Your goal
Copy out, without alteration, the lines of the records that begin at the line containing "Could you point at the woman leaning" and continue through the final line of the records.

Raw records
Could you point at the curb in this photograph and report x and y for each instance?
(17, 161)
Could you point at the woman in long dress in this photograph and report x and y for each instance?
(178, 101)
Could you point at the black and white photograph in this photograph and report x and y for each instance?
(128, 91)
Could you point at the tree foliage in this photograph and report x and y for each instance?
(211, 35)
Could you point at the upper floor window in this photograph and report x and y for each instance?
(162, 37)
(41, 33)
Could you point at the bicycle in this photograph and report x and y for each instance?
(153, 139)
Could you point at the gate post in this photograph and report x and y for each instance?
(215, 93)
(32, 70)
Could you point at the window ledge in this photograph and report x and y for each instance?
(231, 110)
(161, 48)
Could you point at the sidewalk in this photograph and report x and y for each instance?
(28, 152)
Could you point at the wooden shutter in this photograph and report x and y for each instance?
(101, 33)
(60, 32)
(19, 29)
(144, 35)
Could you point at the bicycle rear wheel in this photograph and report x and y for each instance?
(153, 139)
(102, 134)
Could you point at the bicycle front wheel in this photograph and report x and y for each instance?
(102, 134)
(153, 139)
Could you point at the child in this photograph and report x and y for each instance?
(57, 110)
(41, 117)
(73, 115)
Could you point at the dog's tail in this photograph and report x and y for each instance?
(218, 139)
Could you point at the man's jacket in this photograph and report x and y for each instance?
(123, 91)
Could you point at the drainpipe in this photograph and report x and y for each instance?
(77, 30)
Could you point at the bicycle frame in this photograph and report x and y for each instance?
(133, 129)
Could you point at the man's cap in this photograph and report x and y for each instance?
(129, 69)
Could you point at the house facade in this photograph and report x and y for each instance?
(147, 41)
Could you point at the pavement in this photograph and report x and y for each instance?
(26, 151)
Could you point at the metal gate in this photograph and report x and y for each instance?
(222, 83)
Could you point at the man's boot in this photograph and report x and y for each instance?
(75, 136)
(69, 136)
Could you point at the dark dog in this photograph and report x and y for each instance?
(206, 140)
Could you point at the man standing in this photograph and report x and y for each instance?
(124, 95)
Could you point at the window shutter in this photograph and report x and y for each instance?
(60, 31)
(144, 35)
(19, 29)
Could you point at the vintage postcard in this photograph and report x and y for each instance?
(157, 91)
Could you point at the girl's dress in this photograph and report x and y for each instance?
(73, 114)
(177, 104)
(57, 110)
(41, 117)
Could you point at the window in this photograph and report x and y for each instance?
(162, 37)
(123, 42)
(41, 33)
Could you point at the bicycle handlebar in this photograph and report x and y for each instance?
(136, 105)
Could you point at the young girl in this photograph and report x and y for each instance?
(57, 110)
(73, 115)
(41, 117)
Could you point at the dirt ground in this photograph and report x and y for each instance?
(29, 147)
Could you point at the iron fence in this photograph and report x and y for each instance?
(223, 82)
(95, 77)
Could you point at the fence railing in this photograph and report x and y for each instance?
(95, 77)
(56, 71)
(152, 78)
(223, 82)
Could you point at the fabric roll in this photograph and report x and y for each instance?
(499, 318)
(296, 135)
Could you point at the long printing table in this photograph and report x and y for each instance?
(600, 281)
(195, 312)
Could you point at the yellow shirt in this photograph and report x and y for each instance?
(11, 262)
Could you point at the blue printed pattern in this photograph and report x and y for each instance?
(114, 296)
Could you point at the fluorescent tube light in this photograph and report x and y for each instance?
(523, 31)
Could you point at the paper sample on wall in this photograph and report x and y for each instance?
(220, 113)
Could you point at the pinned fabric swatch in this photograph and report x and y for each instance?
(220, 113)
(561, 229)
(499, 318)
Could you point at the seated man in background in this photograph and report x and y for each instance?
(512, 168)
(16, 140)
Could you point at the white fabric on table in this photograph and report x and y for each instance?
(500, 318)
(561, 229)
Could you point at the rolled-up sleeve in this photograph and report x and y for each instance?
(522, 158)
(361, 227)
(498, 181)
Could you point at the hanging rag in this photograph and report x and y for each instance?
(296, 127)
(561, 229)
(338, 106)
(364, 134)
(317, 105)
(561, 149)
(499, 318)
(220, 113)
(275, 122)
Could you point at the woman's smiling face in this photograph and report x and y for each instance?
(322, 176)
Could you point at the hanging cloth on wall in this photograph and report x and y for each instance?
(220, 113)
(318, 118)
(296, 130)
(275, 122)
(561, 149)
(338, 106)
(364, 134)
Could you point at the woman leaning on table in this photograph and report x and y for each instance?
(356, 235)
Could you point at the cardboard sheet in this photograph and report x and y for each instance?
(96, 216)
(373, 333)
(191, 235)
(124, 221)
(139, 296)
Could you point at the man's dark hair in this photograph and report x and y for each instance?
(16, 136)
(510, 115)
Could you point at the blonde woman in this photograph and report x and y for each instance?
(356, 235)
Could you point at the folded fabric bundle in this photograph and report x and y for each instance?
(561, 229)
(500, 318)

Answer for this exercise
Could you point at the woman leaning on table in this photograph and report x and y for each instance?
(356, 235)
Could you point at the cardboard sheet in this photograph and report x and y for each instance?
(96, 216)
(373, 333)
(191, 235)
(124, 221)
(139, 296)
Could you point at the man's dark hair in this photograph and report x and y for each instance?
(16, 136)
(510, 115)
Could you point at the blonde woman in this photograph and report x and y for each instance?
(356, 235)
Could you point at the folded fabric bundle in this photograph and report x and y for each instance?
(561, 229)
(500, 318)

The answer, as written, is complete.